WORK TO BE COMPLETED ▸ Can you copy the data below line for line, without changing anything?

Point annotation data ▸
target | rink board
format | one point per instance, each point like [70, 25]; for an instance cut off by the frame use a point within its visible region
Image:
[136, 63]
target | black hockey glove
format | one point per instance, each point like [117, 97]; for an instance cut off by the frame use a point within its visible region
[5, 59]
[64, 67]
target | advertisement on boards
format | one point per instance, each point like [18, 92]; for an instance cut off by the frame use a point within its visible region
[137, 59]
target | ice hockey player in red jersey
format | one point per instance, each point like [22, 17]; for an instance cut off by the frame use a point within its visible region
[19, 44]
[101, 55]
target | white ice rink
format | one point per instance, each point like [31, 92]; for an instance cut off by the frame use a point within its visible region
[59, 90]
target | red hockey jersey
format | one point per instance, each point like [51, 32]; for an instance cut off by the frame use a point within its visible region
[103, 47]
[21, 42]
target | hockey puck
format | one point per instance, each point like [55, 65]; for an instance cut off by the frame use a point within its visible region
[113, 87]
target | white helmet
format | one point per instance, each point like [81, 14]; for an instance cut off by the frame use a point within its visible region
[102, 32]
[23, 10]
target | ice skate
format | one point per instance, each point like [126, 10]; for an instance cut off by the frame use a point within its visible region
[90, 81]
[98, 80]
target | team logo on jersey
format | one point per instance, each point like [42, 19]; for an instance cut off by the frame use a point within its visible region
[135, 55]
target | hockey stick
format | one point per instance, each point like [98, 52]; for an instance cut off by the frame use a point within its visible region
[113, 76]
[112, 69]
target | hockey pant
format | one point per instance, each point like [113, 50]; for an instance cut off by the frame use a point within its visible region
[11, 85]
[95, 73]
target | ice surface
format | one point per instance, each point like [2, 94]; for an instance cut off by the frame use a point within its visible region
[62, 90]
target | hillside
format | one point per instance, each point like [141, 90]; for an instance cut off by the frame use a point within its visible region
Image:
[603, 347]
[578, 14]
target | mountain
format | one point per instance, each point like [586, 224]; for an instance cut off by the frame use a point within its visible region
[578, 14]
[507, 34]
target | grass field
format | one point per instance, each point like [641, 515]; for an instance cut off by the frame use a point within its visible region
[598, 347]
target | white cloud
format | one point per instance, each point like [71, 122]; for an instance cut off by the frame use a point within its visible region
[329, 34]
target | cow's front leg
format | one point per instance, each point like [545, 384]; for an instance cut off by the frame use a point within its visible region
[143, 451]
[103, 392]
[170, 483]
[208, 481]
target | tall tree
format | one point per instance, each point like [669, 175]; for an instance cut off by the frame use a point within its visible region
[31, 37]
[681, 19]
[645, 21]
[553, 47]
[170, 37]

PROBLEM SOLUTION ▸
target | rink board
format | one point per instance, each point like [70, 25]; for an instance cut off by the frame use a point within its visible region
Image:
[136, 63]
target | black hockey glove
format | one point per instance, each point like [117, 97]; for an instance cut off by the frame use a point within its visible region
[5, 59]
[64, 67]
target | advertisement on boards
format | one point per instance, each point like [18, 92]; for an instance cut off by the frame use a point within its visible region
[137, 59]
target | ice hockey player in red jersey
format | one point per instance, each point like [22, 17]; for an instance cut off by the frame use a point within its visible region
[19, 44]
[101, 55]
target | white ice rink
format | one point per instance, each point like [31, 92]; for an instance cut off by the frame use a point within its visible region
[59, 90]
target | red hockey jersey
format | one point per instance, each point like [51, 32]; for an instance cut off by the frame use a point within its visible region
[103, 47]
[21, 42]
target | hockey puck
format | one point per instance, each point like [55, 65]; for an instance cut off by the frame use a point within its visible region
[113, 87]
target | white helmet
format | one point per instance, each point like [81, 14]; for an instance cut off by the frame use a point within its visible region
[102, 32]
[23, 10]
target | ice skate
format | one point per instance, each point like [126, 10]; for an instance cut off by the frame use a point within its visible region
[90, 81]
[98, 80]
target | team logo on jersey
format | one point per instance, each point like [42, 19]; for an instance cut off by the frame use a point within its visible region
[135, 55]
target | hockey stick
format | one point per instance, each point like [98, 52]; for an instance cut off by the frame use a point within its visible region
[113, 76]
[112, 69]
target | hockey pant
format | one point per instance, each point like [113, 50]; for an instance cut off by the frame use a point within its visible region
[11, 85]
[95, 73]
target | ice surface
format | one point per instance, each point like [2, 94]; for an instance cut off by the frame use a point within its visible region
[62, 90]
target | hillside
format | one point per instance, each point like [141, 90]; for an instance cut off by the frame use a point within its visible region
Image:
[603, 347]
[578, 14]
target | mountain
format | one point per instance, each point like [586, 224]; for an instance cut off by the frame use a point within its visible region
[578, 14]
[507, 34]
target | grass field
format | one point per instance, each point like [641, 515]; for an instance cut off by the frame use a point within its visible region
[598, 347]
target | white cloud
format | one point per instance, each point like [71, 122]; for an instance cut off by the frame use a point within its visible region
[329, 34]
target | cow's front leg
format | one point per instance, each point like [545, 384]; for an instance cut off by the frame use a point within its visible region
[143, 451]
[103, 392]
[170, 483]
[208, 481]
target | tall tree
format | one point per instance, each point like [669, 175]; for an instance cut off by the frame use a point within its visible region
[31, 37]
[681, 19]
[645, 21]
[553, 47]
[170, 37]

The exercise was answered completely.